Passage shown:
◇ ◇ ◇
Although problems that arose during the studies were sometimes simply ignored, obvious breaches to procedure were noted on a sheet that the coder or experimenter filled out. One coder wrote “playing with shoes” next to the third and fourth trials on her sheet. Several experimenters wrote “fussy” to classify an entire experiment. But these data were not thrown out. The computer data output, sheets filled out by both experimenter and lead coder, and consent form were filed away together. Long after the experiment was run, when the data were analyzed, the researcher, who was often not present on the day of the experiment, decided whether the subject would be excluded because they were “distracted” or “fussy.”
Stacking the Deck
In written reports, psychological experiments have a coherent narrative structure. A hypothesis is developed. Subjects are exposed to the stimulus and their responses are coded. When a predetermined number of subjects have been run, their data are then analyzed, and conclusions are drawn.
However, in actual lab practice, the experimental process is fluid. Instead of waiting for data from a set number of subjects to draw any conclusions, infant researchers have an ongoing relationship with data that begins as soon as the first subject is run. After coding a child who had just been run on a new experiment, a graduate student came into the coding room and asked to see the data. When she saw the computer printout, she began to jump up and down, squealing with joy. After she left, I asked the other coder why she was so happy. The coder explained that it was the first subject run in her new experiment, and the infant had responded as she had hoped. Although her reaction was unusually expressive, it is indicative of the relationship that experimenters have with data, even at very early stages in the experimentation process.
This was not unique to graduate students. I saw an undergraduate assistant come into her professor’s office after video-coding an infant run in a new study. She told the professor that the effect was “12.4,” which meant that the infant looked at the experimental condition for 12.4 seconds longer than the control condition. The professor then smiled and told me that 12.4 was a “huge effect.” Before the undergraduate left, she told the professor that she had looked at the data from two other infants in that condition and both had shown similar effects.
Rather than waiting for the results from a set number of infants, experimenters began “eyeballing” the data as soon as babies were run and often began looking for statistical significance after just 5 or 10 subjects. During lab meetings and one-on-one discussions, experiments that were “in progress” and still collecting data were evaluated on the basis of these early results. When the preliminary data looked good, the test continued. When they showed ambiguous but significant results, the test usually continued. But when, after just a few subjects, no significance was found, the original protocol was abandoned and new variations were developed.
During one meeting, a psychologist was asking a postdoctoral researcher about his new experiment. It was not going well. The postdoc had run just three subjects and described the reactions of each in detail. One supported the hypothesis, one contradicted it, and one showed no preference for the experimental or control conditions. The professor responded, “Well, you can’t tell from just three babies,” but she gave him advice on how to alter the protocol slightly and instructed him to stop after 10 subjects if the study still was not working. In another meeting, the psychologist asked a new graduate student about a study. He told her he was reluctant to run statistics before all the data from all 16 subjects was in. She told him that if there was going to be an effect, it should be visible after 12 subjects, so he should run the statistics to find out.
◇ ◇ ◇
Stored data:
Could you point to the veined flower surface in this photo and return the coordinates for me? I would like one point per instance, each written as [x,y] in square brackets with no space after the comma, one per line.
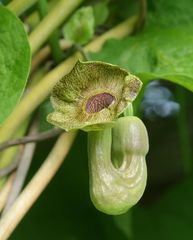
[92,96]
◇ ◇ ◇
In the passage about infant research labs, what did the effect of "12.4" mean?

Result of the task: The infant looked at the experimental condition for 12.4 seconds longer than the control condition.